▶ _Task description_
Set down exactly the lines from the one containing "Where in the photo above can the water" through the end of the records below, both included, and nothing else.

══ Listed entries

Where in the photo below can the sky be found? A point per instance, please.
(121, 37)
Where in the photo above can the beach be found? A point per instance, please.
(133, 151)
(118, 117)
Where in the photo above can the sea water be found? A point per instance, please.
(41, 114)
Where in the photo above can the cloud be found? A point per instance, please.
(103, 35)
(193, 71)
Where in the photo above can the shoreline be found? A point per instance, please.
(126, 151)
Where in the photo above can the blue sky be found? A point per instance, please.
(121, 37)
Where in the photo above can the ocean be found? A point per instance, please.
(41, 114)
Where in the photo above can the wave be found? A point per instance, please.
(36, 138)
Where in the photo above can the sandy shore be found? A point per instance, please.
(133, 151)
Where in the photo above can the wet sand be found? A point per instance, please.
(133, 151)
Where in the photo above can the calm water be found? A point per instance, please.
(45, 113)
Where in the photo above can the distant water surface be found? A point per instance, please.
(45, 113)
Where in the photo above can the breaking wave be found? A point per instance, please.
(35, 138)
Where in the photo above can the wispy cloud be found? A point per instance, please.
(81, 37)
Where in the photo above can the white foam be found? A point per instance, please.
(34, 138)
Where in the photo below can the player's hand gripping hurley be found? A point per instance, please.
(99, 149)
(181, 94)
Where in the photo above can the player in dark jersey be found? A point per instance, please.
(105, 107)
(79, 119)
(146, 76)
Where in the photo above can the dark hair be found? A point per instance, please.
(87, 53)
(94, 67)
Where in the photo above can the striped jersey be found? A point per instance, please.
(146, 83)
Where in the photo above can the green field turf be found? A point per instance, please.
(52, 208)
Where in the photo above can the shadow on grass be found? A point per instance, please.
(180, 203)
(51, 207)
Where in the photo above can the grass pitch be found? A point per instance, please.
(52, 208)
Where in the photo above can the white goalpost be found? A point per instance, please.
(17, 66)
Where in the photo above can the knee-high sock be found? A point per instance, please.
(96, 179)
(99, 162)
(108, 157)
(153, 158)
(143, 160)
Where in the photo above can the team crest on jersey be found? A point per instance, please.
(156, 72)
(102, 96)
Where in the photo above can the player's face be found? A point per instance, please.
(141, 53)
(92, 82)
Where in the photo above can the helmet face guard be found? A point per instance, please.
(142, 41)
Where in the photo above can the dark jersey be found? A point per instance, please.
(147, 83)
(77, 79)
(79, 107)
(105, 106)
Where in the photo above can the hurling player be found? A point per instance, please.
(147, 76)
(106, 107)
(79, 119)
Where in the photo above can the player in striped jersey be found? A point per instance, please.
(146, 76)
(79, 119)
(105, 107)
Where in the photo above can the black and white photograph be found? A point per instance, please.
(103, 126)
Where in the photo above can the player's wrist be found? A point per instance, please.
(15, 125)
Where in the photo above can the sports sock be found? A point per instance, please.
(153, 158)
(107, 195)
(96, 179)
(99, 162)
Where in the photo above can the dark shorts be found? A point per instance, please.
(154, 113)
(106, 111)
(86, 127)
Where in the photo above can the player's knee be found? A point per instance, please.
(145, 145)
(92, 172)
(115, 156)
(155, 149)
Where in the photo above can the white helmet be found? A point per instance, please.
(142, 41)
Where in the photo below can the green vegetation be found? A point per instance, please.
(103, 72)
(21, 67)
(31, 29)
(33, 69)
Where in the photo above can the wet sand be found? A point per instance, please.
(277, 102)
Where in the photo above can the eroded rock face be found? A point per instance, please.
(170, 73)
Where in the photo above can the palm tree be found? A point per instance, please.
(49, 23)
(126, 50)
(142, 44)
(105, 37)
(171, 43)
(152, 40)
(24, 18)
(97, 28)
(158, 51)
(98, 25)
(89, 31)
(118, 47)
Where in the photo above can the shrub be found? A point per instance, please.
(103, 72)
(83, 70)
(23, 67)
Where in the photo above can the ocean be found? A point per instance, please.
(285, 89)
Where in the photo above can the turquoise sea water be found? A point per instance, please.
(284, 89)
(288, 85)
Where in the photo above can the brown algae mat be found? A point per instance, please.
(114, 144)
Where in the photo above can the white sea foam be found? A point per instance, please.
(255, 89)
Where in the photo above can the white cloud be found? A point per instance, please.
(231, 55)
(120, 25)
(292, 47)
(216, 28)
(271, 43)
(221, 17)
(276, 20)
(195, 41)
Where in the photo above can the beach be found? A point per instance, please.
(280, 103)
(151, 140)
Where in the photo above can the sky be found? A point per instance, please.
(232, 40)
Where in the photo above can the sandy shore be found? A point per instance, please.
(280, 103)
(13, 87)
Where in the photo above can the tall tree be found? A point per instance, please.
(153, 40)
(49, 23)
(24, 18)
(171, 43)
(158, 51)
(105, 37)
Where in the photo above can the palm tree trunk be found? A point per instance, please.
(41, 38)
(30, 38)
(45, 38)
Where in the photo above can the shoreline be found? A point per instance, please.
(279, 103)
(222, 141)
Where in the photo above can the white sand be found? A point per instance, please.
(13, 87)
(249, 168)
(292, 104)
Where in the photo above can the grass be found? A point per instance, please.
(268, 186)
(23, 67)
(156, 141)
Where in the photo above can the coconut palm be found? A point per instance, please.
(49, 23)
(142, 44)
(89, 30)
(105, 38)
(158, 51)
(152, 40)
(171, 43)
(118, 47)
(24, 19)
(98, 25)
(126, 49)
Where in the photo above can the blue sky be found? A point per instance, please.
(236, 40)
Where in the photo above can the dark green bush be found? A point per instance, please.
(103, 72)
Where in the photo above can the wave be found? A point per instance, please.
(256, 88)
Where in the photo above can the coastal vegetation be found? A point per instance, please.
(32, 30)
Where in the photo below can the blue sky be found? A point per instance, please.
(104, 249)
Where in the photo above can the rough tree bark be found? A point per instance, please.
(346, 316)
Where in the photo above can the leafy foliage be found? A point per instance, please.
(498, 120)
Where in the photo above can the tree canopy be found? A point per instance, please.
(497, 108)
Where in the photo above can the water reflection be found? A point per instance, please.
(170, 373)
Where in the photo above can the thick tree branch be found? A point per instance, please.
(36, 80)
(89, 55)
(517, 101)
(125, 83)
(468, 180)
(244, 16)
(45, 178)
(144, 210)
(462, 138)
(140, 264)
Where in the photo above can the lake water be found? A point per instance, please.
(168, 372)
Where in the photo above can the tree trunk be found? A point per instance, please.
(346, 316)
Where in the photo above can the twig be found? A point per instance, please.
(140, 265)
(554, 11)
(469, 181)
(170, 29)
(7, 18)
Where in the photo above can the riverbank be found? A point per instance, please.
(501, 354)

════

▶ _Output_
Where in the photo above can the water reflection be found? A point per instance, please.
(170, 373)
Where in the photo above can the thick tree branch be found? A point per instance, please.
(36, 80)
(89, 55)
(517, 101)
(125, 83)
(468, 180)
(244, 16)
(45, 178)
(144, 210)
(462, 138)
(140, 264)
Where in the photo above can the lake water be found? A point per instance, please.
(168, 372)
Where in the photo above can the tree trunk be found? A point per instance, please.
(346, 316)
Where in the photo above can the twig be found? A point per instance, please.
(140, 265)
(554, 11)
(469, 181)
(170, 29)
(7, 18)
Where in the photo above can the riverbank be found? A point per instance, please.
(501, 354)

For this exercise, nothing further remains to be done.